◆ ABOUT THIS EXERCISE
Filter the lines below, copying only those with the string "head".

◆ THE RECORDS
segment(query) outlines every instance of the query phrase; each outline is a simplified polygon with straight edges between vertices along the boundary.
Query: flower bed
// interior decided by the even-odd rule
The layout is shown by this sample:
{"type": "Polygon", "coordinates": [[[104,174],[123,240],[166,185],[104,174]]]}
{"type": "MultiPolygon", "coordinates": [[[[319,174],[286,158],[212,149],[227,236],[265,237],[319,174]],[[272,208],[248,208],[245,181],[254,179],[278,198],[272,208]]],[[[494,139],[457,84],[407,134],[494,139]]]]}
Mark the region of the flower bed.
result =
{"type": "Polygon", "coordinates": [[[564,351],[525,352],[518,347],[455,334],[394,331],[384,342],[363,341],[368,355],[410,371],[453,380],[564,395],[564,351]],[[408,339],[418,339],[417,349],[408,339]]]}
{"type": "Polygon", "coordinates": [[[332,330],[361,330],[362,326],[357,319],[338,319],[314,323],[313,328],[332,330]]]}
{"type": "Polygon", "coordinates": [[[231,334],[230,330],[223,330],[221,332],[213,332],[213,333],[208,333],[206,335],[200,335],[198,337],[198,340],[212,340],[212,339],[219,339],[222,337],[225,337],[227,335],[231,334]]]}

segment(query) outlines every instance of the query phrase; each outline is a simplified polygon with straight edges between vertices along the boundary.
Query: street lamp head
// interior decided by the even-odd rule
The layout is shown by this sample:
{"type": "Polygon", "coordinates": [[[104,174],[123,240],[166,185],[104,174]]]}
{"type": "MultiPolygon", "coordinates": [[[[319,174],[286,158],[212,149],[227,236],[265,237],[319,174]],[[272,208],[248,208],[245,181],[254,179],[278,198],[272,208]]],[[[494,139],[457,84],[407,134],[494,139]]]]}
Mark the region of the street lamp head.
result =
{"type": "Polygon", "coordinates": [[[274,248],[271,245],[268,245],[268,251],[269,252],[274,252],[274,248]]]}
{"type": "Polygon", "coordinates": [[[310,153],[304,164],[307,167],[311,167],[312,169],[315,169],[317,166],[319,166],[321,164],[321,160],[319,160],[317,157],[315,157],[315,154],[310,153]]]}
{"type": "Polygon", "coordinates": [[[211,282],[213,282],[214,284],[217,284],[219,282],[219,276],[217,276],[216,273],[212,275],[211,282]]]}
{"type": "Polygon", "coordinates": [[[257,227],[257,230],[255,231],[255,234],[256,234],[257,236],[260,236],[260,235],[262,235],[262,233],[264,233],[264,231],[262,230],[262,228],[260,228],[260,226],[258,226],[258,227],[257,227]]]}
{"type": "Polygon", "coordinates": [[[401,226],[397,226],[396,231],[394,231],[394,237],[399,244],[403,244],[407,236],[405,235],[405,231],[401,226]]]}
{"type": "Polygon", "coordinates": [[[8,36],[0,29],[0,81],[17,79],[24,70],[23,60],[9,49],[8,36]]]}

◆ ANSWER TO THE EXERCISE
Query: street lamp head
Mark the region of the street lamp head.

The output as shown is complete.